> **EXERCISE**
Set down exactly the lines that run from the line with "Target: sliced eggplant half" to the end of the data, and nothing else.

> **RECORDED DATA**

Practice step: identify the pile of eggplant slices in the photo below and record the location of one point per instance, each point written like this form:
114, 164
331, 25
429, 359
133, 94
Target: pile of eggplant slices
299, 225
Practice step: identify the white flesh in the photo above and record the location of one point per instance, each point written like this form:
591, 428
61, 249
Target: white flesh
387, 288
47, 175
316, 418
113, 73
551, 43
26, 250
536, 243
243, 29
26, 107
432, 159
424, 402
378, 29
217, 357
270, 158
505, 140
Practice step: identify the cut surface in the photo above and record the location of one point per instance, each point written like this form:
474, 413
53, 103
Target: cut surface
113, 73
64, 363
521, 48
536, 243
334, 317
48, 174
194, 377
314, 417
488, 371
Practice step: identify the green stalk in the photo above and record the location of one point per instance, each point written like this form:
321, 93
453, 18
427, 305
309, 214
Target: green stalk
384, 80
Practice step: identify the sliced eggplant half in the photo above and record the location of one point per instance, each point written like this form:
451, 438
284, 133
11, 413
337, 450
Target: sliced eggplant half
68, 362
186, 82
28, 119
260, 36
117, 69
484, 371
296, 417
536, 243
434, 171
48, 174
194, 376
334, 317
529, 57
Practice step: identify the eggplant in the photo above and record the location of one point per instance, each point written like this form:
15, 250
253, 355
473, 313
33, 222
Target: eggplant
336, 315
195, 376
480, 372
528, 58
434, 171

> **ANSWER SPACE**
Target: sliced eggplant half
68, 362
186, 82
28, 119
260, 36
117, 69
484, 371
296, 417
536, 243
434, 171
48, 174
194, 376
334, 317
529, 57
Practice step: identify the eggplant in the photo above and record the location of one point per instance, each point written like this form:
15, 250
253, 355
473, 313
33, 222
Target: eggplant
336, 315
195, 376
480, 372
528, 58
434, 171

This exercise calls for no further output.